__PROBLEM__
Identify the line that contains "Find every instance of the bald" in the material. Output it and every line after it, unchanged, through the end.

***** PROVIDED DATA

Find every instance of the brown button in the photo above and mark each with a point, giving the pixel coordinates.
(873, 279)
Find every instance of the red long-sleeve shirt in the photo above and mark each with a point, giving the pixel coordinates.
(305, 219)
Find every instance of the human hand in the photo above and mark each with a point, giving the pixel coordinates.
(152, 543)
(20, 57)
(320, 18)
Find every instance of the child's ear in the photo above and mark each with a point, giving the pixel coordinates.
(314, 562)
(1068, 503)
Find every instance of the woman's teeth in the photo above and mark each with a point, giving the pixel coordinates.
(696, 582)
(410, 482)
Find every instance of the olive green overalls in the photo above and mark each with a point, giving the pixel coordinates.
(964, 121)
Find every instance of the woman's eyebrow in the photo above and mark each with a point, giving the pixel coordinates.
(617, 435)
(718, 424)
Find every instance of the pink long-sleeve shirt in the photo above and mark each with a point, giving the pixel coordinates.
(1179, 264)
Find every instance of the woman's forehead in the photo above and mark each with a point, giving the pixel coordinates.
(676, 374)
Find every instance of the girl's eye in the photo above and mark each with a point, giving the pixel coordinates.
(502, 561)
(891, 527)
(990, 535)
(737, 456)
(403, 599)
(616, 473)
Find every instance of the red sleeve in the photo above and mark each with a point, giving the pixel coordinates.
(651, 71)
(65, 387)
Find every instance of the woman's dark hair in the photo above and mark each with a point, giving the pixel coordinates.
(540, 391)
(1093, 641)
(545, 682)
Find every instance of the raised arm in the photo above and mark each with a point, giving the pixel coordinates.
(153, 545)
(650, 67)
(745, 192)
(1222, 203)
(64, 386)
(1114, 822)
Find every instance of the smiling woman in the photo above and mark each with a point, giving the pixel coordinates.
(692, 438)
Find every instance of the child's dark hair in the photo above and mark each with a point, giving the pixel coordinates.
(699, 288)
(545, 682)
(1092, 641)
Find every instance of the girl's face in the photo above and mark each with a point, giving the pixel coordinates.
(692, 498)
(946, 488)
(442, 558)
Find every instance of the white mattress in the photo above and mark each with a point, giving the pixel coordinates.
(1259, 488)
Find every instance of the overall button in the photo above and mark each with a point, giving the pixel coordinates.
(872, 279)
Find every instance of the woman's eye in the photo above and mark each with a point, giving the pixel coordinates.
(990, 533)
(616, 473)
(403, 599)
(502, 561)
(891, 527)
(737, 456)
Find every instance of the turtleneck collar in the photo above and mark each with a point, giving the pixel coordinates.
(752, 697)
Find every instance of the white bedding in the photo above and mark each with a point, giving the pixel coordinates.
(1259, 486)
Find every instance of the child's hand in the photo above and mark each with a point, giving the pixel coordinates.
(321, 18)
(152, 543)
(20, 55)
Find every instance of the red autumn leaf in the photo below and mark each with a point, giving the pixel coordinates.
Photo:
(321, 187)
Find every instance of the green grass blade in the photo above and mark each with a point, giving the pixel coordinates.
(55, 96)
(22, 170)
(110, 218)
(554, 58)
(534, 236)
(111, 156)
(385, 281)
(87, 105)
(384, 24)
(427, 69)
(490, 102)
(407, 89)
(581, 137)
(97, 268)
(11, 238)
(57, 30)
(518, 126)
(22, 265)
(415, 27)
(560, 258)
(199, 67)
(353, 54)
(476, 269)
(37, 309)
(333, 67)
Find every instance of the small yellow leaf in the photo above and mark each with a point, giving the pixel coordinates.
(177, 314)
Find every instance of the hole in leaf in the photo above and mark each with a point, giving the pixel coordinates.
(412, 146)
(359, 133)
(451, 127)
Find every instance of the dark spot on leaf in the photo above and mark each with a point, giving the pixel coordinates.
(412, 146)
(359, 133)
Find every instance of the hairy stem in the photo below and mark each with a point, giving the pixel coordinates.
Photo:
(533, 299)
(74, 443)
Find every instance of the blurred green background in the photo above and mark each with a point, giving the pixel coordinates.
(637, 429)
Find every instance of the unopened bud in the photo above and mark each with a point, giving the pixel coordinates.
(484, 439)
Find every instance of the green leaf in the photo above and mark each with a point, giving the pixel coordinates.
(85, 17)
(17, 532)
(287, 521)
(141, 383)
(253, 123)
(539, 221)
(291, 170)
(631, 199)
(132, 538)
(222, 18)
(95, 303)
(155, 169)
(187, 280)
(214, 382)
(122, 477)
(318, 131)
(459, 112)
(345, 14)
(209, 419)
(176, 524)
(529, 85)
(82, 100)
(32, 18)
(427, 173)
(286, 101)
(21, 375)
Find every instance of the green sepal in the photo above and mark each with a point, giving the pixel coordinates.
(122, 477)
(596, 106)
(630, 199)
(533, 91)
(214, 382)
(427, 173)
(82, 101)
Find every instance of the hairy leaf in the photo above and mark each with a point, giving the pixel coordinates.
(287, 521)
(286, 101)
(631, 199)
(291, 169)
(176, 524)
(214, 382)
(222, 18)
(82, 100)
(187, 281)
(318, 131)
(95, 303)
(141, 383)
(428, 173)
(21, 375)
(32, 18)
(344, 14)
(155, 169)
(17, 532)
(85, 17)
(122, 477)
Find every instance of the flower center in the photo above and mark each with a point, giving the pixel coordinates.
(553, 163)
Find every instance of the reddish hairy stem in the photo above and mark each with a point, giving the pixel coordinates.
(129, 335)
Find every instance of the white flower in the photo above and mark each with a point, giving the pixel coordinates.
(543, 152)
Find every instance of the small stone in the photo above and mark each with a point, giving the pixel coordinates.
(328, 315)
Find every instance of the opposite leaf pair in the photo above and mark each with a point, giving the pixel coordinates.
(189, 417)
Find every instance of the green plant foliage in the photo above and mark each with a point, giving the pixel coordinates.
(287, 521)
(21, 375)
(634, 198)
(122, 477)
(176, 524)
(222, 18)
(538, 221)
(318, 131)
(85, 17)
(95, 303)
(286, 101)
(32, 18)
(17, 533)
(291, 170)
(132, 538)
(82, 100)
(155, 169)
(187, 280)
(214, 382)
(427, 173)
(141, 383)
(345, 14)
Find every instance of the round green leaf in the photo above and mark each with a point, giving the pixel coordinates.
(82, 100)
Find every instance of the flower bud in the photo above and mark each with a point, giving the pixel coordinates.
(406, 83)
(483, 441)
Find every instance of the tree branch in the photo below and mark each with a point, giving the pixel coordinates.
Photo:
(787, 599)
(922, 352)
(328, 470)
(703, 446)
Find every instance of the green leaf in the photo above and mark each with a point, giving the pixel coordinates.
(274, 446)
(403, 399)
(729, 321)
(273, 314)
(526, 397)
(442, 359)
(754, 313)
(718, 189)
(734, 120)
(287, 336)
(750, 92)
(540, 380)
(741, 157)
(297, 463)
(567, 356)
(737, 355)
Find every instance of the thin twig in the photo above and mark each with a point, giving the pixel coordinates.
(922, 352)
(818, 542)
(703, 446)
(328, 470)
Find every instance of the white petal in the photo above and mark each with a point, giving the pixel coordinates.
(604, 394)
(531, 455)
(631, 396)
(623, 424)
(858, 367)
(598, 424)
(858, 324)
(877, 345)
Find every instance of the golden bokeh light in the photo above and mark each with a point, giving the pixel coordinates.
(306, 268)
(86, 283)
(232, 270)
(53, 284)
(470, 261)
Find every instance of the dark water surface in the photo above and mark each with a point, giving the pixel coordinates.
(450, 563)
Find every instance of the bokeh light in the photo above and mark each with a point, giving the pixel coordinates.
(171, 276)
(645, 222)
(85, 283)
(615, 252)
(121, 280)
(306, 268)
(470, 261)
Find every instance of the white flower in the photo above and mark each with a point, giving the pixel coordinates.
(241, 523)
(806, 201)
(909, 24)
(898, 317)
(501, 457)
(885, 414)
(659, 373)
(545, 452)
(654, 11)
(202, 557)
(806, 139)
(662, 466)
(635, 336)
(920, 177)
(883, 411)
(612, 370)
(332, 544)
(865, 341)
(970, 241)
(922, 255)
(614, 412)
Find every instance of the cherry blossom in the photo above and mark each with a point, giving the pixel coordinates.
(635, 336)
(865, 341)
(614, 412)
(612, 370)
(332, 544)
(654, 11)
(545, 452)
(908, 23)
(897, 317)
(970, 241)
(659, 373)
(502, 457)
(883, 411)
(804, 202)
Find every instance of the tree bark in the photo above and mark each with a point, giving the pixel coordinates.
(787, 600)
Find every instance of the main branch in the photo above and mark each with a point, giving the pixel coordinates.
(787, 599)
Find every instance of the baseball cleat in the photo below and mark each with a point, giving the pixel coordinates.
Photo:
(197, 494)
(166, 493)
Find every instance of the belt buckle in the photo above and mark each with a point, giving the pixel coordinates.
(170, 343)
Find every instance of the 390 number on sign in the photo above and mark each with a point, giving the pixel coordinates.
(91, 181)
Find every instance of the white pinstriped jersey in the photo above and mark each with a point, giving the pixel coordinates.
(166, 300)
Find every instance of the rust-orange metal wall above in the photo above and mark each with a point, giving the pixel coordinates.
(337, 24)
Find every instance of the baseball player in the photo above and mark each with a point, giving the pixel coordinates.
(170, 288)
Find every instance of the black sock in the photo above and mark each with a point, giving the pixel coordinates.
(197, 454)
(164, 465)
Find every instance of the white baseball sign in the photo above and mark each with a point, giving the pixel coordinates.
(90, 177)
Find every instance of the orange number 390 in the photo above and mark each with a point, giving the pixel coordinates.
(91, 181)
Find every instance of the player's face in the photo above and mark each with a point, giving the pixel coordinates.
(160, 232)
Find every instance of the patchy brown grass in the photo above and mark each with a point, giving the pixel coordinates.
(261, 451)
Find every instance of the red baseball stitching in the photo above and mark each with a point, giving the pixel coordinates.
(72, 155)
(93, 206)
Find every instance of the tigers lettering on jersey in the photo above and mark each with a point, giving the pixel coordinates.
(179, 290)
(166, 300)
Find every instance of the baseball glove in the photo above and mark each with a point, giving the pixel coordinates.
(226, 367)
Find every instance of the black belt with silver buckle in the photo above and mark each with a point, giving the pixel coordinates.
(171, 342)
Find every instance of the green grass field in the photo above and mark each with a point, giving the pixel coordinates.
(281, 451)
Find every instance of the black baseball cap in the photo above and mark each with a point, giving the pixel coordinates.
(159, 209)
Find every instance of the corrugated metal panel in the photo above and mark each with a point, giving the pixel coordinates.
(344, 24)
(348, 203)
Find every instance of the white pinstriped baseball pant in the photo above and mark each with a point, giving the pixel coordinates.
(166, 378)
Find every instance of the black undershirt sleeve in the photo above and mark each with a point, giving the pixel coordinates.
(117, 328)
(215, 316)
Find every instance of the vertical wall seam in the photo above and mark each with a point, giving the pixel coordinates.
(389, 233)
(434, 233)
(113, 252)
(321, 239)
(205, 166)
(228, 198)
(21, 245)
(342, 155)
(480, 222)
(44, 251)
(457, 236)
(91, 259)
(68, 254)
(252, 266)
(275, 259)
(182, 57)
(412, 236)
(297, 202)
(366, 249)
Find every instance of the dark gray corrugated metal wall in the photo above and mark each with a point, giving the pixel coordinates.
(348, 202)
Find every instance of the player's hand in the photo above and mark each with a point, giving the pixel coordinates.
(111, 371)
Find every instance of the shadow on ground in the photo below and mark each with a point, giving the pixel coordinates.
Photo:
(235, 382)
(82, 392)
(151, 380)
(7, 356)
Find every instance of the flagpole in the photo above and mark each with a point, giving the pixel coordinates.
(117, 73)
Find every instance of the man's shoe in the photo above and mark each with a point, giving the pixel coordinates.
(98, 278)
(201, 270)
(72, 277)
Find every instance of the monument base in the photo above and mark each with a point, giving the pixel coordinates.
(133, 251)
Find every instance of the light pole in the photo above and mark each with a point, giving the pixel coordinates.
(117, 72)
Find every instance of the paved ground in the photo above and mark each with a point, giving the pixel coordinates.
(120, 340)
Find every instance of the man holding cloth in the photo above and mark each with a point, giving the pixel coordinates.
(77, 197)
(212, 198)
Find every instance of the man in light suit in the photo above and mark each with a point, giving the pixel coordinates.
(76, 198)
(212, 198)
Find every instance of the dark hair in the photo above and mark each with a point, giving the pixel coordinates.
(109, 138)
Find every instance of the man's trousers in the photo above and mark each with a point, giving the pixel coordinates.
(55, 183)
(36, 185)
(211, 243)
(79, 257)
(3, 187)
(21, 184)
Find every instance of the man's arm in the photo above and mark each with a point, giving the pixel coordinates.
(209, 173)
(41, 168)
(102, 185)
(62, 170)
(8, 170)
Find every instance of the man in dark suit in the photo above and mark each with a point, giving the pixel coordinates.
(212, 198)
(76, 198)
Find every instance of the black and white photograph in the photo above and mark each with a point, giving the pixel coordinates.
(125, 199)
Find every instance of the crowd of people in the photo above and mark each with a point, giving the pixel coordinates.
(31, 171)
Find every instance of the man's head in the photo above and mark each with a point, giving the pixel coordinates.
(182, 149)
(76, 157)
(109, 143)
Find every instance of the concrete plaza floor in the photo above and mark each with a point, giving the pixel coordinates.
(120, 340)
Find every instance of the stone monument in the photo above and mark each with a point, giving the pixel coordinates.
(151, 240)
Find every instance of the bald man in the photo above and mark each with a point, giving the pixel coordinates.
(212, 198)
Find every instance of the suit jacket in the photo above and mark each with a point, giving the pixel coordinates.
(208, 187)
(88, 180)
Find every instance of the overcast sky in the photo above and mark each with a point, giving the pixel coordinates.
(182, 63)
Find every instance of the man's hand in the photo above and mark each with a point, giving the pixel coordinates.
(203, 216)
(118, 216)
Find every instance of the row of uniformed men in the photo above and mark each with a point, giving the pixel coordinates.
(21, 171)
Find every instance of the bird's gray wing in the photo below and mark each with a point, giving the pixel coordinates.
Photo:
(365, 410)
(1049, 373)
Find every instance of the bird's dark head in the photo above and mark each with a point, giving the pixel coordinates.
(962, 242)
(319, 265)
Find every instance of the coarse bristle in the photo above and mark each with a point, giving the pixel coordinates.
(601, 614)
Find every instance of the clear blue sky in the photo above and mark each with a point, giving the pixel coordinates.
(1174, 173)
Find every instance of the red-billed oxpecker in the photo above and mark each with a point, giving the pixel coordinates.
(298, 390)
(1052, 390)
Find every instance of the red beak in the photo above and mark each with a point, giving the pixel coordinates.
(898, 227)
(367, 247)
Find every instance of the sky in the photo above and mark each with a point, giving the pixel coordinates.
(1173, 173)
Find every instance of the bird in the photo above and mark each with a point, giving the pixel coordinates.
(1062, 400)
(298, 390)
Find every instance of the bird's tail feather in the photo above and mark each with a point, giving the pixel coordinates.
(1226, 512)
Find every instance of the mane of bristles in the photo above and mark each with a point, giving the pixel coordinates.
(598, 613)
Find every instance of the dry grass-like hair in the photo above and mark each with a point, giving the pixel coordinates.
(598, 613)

**********

__FINISHED TASK__
Find every instance of the bald man in the photo above and mark each with a point, giving the pixel coordinates.
(212, 198)
Find every instance of the suit jacket in the photo above and mark each with a point, giving the pixel coordinates.
(208, 187)
(88, 180)
Find every instance of the overcast sky in the photo above and mark each with a point, giving the pixel coordinates.
(182, 63)
Find every instance of the man's hand in the photo above and mark each with a point, giving the pixel coordinates.
(203, 216)
(118, 216)
Find every instance of the row of uniformed men in the photo above and mark each with a point, giving the pixel coordinates.
(21, 171)
Find every instance of the bird's gray wing in the photo below and mark each with a point, giving the pixel coordinates.
Photo:
(365, 410)
(1049, 373)
Find every instance of the bird's dark head in the photo above and mark each with a point, giving the pixel coordinates.
(962, 242)
(319, 265)
Find every instance of the coarse bristle in the photo above and mark each with a point, giving the pixel coordinates.
(601, 614)
Find every instance of the clear blue sky in the photo above and mark each with a point, giving the pixel coordinates.
(1174, 173)
Find every instance of the red-billed oxpecker in the photo above and mark each with a point, giving the pixel coordinates.
(298, 390)
(1052, 390)
Find every instance of the red beak in the photo above and mark each with a point, giving the pixel coordinates.
(898, 227)
(367, 247)
Find every instance of the sky in the photo above and mark each with a point, giving the pixel coordinates.
(1173, 173)
Find every instance of the bird in the photo above and mark each with a point, giving the pixel coordinates.
(1062, 400)
(298, 390)
Find every instance of the bird's tail feather in the photo above and mark each with a point, giving the pixel coordinates.
(1226, 512)
Find every instance of the mane of bristles in the photo above and mark each with a point, giving the pixel coordinates.
(598, 613)
Find every instance of the dry grass-like hair in the photo above and mark each with a point, giving the pixel coordinates.
(598, 613)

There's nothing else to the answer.